- [WHAT YOU WILL DO]
(A) According to the forum thread, what device was KahlessNestor's post sent from?
(B) Reproduce the forum thread from "So, basically a" up to and including "in the world!".

- [PROVIDED PASSAGE]
****************
So, basically a show about the fat hobbit making trips to the store?


----------



## trappedslider (Nov 14, 2017)

Morrus said:


> There's more than one writer in the world!




*insert joke about BBC's use of three writers and a very limited number of actors*


----------



## KahlessNestor (Nov 14, 2017)

I'm surprised anything by Tolkein would ever see the light of day after Peter Jackson's Hobbit. Pretty sure Christopher Tolkein said, "Over my dead body." I would really like to see a good Childrin of Hurin, but it's way too Germanic a tale that wouldn't likely go over well with modern American audiences unless they Hollywoodized it. If they did that, I just might have to burn someone's house down. :/

Sent from my SM-G900P using EN World mobile app


----------



## Ralif Redhammer (Nov 14, 2017)
****************
Rows from an object-pointing dataset
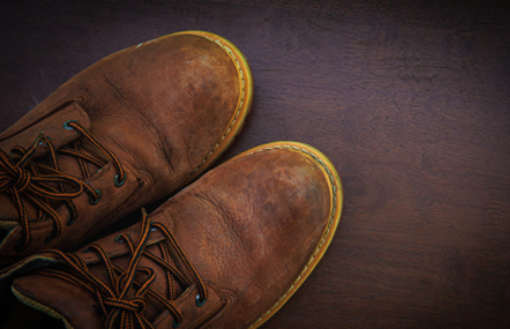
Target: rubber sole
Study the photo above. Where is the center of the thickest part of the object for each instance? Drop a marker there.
(335, 211)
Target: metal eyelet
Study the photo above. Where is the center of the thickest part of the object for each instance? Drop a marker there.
(117, 182)
(67, 126)
(71, 220)
(199, 301)
(93, 201)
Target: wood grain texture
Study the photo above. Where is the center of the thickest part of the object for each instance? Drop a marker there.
(410, 102)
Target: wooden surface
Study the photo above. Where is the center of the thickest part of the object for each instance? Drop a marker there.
(410, 102)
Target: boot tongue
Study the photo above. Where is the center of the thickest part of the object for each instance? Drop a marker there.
****************
- [ANSWERS TO THE TASKS]
(A) An SM-G900P, using the EN World mobile app.

(B)
So, basically a show about the fat hobbit making trips to the store?


----------



## trappedslider (Nov 14, 2017)

Morrus said:


> There's more than one writer in the world!